Exercise details ▸
From the line containing "Target: bird's wing" down to the line containing "# mark one dot per instance, written like column 115, row" in the records below, reproduce every line exactly, ends included, and omit all others.

(Task input)

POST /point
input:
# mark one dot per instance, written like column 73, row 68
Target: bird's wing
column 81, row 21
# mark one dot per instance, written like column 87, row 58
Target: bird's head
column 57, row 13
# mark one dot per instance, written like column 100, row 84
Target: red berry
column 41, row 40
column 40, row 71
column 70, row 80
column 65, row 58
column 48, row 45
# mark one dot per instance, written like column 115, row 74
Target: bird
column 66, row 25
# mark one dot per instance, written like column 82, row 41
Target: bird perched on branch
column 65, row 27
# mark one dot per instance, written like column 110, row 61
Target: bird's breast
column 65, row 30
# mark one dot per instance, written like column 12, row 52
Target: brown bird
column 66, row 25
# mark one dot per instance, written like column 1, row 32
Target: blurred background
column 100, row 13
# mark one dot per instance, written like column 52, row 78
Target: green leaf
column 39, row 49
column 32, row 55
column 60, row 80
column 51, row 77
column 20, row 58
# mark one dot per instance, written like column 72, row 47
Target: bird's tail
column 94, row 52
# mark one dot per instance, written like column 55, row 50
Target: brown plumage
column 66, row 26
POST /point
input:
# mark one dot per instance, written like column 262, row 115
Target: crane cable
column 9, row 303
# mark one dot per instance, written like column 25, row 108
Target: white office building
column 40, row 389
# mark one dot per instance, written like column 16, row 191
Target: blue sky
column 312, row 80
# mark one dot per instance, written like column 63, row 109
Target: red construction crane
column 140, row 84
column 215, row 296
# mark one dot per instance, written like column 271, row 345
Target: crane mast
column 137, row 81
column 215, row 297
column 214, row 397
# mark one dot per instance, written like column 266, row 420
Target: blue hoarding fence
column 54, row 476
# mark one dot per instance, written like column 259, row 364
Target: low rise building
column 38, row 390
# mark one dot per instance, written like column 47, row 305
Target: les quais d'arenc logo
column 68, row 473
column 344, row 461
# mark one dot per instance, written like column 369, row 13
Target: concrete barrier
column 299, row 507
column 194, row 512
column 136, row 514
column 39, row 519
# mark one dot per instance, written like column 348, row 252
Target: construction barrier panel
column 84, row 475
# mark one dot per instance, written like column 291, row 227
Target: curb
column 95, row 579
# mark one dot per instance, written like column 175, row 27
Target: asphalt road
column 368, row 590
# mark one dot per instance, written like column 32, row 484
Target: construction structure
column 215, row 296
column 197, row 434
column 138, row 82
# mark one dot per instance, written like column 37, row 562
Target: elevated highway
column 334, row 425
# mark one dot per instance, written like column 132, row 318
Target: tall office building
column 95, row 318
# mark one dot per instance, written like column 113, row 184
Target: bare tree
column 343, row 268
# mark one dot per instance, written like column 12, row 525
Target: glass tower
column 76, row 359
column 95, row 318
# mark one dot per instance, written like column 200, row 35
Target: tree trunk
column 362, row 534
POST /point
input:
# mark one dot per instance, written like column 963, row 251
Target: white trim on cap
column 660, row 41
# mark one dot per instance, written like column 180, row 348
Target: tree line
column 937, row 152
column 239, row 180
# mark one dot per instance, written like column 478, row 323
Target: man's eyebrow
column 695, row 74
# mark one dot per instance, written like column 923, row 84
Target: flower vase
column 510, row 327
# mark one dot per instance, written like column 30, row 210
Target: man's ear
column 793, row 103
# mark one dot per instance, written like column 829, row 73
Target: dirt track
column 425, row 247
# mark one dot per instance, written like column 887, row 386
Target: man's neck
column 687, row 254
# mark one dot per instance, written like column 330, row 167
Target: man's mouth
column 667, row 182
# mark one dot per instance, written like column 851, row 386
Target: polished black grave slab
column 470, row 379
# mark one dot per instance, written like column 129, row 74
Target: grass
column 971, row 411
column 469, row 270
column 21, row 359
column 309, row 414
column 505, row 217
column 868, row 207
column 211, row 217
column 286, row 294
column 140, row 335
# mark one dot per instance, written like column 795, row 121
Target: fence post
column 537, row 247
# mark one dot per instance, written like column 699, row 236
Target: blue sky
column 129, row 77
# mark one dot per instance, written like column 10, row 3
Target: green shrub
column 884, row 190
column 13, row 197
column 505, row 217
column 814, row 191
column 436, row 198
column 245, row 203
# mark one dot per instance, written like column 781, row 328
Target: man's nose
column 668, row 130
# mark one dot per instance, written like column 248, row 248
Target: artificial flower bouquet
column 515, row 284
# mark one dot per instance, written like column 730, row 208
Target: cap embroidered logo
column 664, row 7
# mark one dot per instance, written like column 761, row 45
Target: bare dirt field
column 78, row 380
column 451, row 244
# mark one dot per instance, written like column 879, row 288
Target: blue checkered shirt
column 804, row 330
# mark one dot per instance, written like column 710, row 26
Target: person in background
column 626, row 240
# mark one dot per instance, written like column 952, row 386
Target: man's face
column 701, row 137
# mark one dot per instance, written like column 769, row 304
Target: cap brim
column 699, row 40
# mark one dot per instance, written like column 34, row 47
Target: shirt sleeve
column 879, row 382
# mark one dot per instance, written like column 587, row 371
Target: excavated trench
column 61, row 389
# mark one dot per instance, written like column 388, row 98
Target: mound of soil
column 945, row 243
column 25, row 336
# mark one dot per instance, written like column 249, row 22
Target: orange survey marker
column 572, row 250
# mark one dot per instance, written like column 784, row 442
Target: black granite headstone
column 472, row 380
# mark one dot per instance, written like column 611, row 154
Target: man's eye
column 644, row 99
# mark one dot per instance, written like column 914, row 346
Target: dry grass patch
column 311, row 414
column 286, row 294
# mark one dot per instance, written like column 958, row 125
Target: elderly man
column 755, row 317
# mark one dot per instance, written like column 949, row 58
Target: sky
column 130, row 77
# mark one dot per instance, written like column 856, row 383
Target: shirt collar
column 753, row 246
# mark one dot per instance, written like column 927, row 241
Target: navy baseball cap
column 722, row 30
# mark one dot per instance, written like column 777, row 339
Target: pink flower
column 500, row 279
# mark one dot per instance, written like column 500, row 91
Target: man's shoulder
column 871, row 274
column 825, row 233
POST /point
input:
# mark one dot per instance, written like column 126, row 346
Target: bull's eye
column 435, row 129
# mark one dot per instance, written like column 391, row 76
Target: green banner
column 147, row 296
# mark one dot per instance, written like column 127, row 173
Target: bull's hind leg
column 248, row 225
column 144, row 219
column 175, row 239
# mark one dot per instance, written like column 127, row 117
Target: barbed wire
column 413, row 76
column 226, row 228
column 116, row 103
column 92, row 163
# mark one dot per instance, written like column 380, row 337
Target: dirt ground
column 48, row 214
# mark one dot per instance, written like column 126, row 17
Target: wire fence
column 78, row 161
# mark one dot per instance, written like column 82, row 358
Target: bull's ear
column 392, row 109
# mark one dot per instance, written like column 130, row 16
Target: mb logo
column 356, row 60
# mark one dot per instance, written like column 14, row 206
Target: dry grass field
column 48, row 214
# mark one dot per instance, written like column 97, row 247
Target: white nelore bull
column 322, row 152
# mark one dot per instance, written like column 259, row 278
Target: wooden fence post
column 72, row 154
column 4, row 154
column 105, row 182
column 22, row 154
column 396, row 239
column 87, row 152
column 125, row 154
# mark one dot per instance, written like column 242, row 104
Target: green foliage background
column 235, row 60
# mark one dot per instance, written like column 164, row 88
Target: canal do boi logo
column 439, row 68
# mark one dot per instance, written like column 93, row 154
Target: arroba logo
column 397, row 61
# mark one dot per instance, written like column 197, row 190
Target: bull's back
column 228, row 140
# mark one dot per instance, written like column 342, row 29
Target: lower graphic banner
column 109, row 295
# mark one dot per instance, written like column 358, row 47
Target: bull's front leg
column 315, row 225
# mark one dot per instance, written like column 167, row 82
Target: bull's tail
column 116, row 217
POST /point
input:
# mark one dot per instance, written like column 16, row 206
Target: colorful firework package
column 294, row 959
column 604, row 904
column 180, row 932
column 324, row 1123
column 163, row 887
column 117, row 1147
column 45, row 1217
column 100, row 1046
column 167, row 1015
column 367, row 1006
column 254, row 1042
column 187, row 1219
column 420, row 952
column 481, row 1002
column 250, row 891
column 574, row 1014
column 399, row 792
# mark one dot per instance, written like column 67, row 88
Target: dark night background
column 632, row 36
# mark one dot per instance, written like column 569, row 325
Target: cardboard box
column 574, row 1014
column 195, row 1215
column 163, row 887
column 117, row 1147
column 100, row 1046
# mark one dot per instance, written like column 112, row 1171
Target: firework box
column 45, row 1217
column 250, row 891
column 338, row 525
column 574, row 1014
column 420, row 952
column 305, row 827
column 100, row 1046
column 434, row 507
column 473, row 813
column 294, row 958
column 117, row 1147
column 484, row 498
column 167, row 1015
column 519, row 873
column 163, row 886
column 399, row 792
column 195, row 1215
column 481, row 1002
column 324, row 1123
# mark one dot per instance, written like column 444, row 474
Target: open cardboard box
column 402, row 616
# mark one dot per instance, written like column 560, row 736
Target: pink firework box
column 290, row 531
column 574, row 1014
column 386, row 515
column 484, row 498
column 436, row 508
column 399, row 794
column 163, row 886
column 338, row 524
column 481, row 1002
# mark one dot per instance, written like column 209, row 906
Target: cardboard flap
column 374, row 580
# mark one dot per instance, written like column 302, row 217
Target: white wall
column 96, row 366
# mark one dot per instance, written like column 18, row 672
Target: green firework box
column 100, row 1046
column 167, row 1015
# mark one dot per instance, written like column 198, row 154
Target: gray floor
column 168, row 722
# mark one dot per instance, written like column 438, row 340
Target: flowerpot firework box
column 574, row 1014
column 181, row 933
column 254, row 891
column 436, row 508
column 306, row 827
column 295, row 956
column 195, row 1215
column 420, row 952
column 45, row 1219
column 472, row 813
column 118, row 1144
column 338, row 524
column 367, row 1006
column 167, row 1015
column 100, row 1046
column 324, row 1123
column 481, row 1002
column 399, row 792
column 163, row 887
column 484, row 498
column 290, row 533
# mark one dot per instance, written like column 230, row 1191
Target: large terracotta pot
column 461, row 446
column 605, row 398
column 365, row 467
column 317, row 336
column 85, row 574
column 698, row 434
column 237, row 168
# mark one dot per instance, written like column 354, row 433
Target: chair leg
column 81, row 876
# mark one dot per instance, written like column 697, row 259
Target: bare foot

(End Task input)

Task answer ▸
Target: bird's wing
column 81, row 21
# mark one dot per instance, written like column 87, row 58
Target: bird's head
column 57, row 13
# mark one dot per instance, written like column 100, row 84
Target: red berry
column 41, row 40
column 40, row 71
column 70, row 80
column 65, row 58
column 48, row 45
# mark one dot per instance, written like column 115, row 74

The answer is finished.